### AIM
Which lines in the listing below contain the word "white"? Report each of them in full.

### MATERIAL FOR THIS TASK
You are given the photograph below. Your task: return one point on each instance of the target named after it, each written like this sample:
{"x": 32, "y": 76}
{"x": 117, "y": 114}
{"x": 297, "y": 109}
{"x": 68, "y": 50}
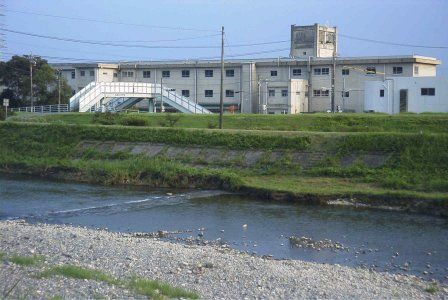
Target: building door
{"x": 403, "y": 101}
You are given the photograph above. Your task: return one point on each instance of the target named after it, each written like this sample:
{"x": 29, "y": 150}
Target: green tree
{"x": 15, "y": 78}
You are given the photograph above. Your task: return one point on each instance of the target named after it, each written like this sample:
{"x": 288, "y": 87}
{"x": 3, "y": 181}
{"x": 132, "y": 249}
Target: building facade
{"x": 300, "y": 83}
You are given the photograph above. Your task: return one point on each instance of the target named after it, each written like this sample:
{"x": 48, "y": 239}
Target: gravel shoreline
{"x": 211, "y": 271}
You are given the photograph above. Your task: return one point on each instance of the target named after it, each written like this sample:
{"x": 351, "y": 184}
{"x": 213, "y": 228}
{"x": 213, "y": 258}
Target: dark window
{"x": 370, "y": 70}
{"x": 428, "y": 91}
{"x": 296, "y": 72}
{"x": 398, "y": 70}
{"x": 185, "y": 73}
{"x": 186, "y": 93}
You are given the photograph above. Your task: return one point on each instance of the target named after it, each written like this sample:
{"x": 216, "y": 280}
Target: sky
{"x": 197, "y": 23}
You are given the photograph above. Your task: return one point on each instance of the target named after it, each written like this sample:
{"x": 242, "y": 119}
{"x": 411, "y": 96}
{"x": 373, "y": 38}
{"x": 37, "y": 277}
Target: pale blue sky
{"x": 420, "y": 22}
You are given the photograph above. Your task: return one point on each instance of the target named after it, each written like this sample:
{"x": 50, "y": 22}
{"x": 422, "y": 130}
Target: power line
{"x": 108, "y": 21}
{"x": 391, "y": 43}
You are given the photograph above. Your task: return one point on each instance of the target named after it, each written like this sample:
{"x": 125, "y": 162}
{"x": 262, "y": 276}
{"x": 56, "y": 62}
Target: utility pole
{"x": 59, "y": 90}
{"x": 221, "y": 97}
{"x": 31, "y": 81}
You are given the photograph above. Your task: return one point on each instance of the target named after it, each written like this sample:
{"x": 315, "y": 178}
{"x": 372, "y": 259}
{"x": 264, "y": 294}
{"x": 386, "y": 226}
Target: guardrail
{"x": 43, "y": 109}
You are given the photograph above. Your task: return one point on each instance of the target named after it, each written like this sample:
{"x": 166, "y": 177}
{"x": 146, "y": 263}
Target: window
{"x": 230, "y": 73}
{"x": 296, "y": 72}
{"x": 185, "y": 73}
{"x": 370, "y": 70}
{"x": 416, "y": 70}
{"x": 186, "y": 93}
{"x": 208, "y": 93}
{"x": 321, "y": 93}
{"x": 230, "y": 93}
{"x": 127, "y": 74}
{"x": 397, "y": 70}
{"x": 428, "y": 91}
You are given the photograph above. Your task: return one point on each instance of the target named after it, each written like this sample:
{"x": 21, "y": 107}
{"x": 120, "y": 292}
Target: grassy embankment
{"x": 417, "y": 169}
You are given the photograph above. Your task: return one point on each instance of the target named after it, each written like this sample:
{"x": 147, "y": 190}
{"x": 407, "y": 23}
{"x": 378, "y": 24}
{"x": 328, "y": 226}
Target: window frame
{"x": 166, "y": 74}
{"x": 185, "y": 73}
{"x": 230, "y": 93}
{"x": 185, "y": 93}
{"x": 370, "y": 70}
{"x": 298, "y": 73}
{"x": 396, "y": 69}
{"x": 428, "y": 91}
{"x": 230, "y": 71}
{"x": 208, "y": 93}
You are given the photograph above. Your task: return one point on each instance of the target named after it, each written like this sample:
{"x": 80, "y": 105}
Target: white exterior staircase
{"x": 96, "y": 94}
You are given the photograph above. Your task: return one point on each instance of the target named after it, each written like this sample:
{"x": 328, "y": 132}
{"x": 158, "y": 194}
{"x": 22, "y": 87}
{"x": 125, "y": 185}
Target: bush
{"x": 170, "y": 120}
{"x": 105, "y": 118}
{"x": 129, "y": 121}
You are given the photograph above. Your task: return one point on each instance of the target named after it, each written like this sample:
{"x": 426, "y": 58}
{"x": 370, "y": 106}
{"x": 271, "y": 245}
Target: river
{"x": 382, "y": 240}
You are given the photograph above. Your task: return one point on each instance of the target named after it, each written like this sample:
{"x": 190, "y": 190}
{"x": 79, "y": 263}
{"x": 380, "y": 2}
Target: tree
{"x": 15, "y": 78}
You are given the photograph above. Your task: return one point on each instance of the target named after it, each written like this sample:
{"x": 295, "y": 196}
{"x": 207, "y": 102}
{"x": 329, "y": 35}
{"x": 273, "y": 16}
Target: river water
{"x": 382, "y": 240}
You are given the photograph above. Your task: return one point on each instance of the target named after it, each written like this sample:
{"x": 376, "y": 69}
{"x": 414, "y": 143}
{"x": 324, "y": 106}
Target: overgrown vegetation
{"x": 416, "y": 168}
{"x": 145, "y": 287}
{"x": 412, "y": 123}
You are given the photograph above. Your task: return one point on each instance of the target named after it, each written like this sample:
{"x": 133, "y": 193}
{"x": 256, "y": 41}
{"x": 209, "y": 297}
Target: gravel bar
{"x": 211, "y": 271}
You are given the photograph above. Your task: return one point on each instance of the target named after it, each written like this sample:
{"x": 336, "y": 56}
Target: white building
{"x": 300, "y": 83}
{"x": 407, "y": 94}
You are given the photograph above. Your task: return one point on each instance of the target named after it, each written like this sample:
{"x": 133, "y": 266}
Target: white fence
{"x": 43, "y": 109}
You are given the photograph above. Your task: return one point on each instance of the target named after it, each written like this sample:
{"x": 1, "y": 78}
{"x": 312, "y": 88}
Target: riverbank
{"x": 400, "y": 170}
{"x": 208, "y": 271}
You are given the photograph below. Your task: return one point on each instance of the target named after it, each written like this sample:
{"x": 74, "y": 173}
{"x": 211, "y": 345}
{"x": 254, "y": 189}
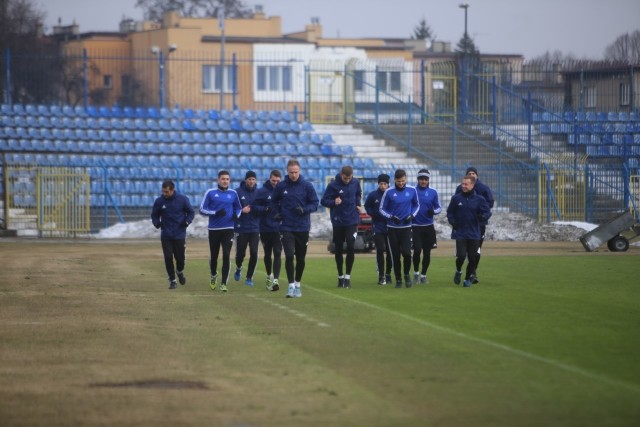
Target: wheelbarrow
{"x": 617, "y": 232}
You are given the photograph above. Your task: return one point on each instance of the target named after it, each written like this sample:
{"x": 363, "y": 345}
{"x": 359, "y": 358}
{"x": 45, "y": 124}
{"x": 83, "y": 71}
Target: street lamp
{"x": 464, "y": 6}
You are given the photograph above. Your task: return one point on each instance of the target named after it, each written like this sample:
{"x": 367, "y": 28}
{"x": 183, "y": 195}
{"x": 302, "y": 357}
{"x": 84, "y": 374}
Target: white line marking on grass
{"x": 552, "y": 362}
{"x": 290, "y": 310}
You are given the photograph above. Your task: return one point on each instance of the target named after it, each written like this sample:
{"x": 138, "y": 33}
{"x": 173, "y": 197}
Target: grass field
{"x": 91, "y": 336}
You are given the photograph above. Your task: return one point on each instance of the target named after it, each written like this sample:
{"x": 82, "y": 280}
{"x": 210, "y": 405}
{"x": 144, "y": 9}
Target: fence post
{"x": 454, "y": 132}
{"x": 494, "y": 107}
{"x": 377, "y": 104}
{"x": 529, "y": 122}
{"x": 410, "y": 128}
{"x": 161, "y": 84}
{"x": 85, "y": 79}
{"x": 234, "y": 81}
{"x": 423, "y": 95}
{"x": 7, "y": 94}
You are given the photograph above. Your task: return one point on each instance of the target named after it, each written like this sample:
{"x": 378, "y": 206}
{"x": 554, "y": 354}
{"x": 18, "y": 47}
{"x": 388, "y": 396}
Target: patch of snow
{"x": 502, "y": 226}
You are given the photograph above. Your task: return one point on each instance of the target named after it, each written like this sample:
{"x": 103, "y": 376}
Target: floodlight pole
{"x": 464, "y": 6}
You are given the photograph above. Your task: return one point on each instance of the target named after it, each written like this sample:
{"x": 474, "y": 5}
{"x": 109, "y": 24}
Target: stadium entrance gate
{"x": 52, "y": 201}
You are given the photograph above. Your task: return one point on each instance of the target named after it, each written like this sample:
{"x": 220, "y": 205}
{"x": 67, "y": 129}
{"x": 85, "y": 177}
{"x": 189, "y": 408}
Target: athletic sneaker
{"x": 407, "y": 280}
{"x": 181, "y": 278}
{"x": 456, "y": 278}
{"x": 291, "y": 292}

### RESPONSE TO THE TASK
Target: white exterior staircase
Target: white building
Target: white fence
Target: white line marking on grass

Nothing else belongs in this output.